TASK BRIEF:
Lay out all the lines below as a Markdown table with the columns "No." and "Line", numbering each row and skipping any blank lines. Leave the pictures out.
===== INPUT FOR THIS TASK =====
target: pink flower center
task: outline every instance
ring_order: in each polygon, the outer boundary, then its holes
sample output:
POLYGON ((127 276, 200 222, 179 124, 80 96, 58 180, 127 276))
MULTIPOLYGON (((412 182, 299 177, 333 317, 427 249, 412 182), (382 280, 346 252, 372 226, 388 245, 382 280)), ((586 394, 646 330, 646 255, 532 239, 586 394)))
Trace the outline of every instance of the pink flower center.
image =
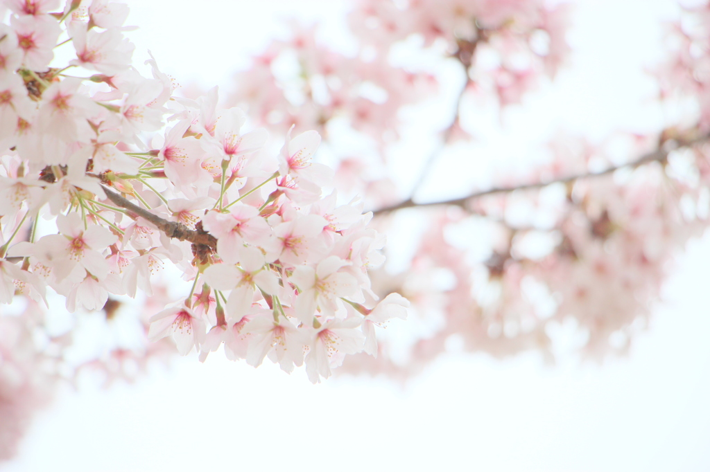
=====
FINISHED EXERCISE:
| No. | Line |
|---|---|
| 1 | target: pink flower center |
| 2 | task: outline every instance |
| 3 | ring_order: in each polygon, the outer boundary, then its holes |
| 4 | sample output: |
| 5 | POLYGON ((127 276, 200 222, 179 124, 80 96, 58 180, 127 276)) |
| 6 | MULTIPOLYGON (((412 182, 299 177, 333 317, 427 249, 412 182), (382 280, 346 252, 372 226, 388 245, 382 280)), ((586 394, 646 330, 646 255, 532 239, 586 394))) |
| 7 | Trace the outline of every instance of the pink flower center. |
| 8 | image = |